Page:
>>>
Mastering Advanced Software Design Principles

Elevate Your Code with Abstraction, Cohesion, and SOLID Principles

Photo by Oskar Yildiz on Unsplash

Welcome back to our journey through the world of software design principles! In the first part, we laid the groundwork by discussing the basics of clean coding practices, including naming conventions and fundamental principles like DRY, KISS, and YAGNI. Now that you’ve mastered these concepts, it’s time to elevate your coding skills to the next level.

Check out the first part here:

Beginner’s Guide to Software Design Principles

This second installment will delve into more advanced topics: Abstraction, Cohesion, and the SOLID principles. These principles are theoretical and pivotal in crafting robust, scalable, and maintainable software. By mastering these concepts, you’ll improve your programming skills and ability to design and develop software that stands the test of time, enhancing your professional value.
<<<
Items:
>>>
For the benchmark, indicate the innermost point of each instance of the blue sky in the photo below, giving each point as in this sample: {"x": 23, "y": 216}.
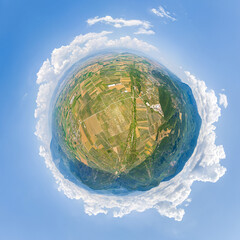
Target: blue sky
{"x": 204, "y": 40}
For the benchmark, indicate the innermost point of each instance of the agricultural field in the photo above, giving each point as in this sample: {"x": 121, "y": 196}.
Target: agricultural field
{"x": 116, "y": 113}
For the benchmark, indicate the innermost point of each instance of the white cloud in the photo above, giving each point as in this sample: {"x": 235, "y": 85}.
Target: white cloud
{"x": 168, "y": 197}
{"x": 223, "y": 100}
{"x": 144, "y": 31}
{"x": 120, "y": 22}
{"x": 161, "y": 12}
{"x": 144, "y": 26}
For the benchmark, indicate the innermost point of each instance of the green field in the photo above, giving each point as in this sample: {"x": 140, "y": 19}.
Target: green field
{"x": 124, "y": 119}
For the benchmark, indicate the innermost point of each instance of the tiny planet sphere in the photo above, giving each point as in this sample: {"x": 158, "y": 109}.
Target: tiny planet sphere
{"x": 123, "y": 123}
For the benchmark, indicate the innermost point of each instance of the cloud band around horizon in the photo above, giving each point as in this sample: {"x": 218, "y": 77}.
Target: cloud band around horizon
{"x": 168, "y": 197}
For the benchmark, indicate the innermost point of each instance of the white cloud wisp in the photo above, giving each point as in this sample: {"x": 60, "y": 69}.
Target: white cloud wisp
{"x": 144, "y": 26}
{"x": 169, "y": 197}
{"x": 161, "y": 12}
<<<
Challenge 1:
Using the software design article, explain in one to three sentences why it says mastering Abstraction, Cohesion, and the SOLID principles is worthwhile.
Challenge 2:
Transcribe the software design article word for word, starting at "Welcome back to" and ending at "the next level.".
Challenge 3:
Pick up the software design article after its last sentence and continue writing it.

Expected output 1:
The article says these principles are pivotal in crafting robust, scalable, and maintainable software. By mastering them, you improve your programming skills and your ability to design and develop software that stands the test of time, which enhances your professional value.

Expected output 2:
Welcome back to our journey through the world of software design principles! In the first part, we laid the groundwork by discussing the basics of clean coding practices, including naming conventions and fundamental principles like DRY, KISS, and YAGNI. Now that you’ve mastered these concepts, it’s time to elevate your coding skills to the next level.

Expected output 3:
Get ready to explore how these advanced principles can transform your approach to software design, making your applications more efficient and your codebase cleaner. Let’s dive in!

Deep Dive into Abstraction

Abstraction is a fundamental concept in software engineering and an essential skill in a developer’s toolkit. It involves hiding the complex reality while exposing only the necessary parts of an object or a system. Abstraction helps manage complexity by allowing programmers to focus on interactions at a higher level without understanding all the details of lower-level operations.

Why abstraction?

Abstraction handles complexity by generalizing common properties among various entities and focusing on what is essential. Abstraction is often achieved using abstract classes and interfaces.

Why is it Important?

Abstraction allows you to:

• Reduce Complexity: By abstracting away details, developers can manage larger systems and understand what a component does without knowing how it does it.
• Increase Reusability: Abstracting standard methods and properties in a superclass or interface allows different subclasses to inherit or implement them, promoting reuse.
• Improve Maintainability: Changes in abstracted code can be made in one place and affect all dependent classes, making the system easier to maintain.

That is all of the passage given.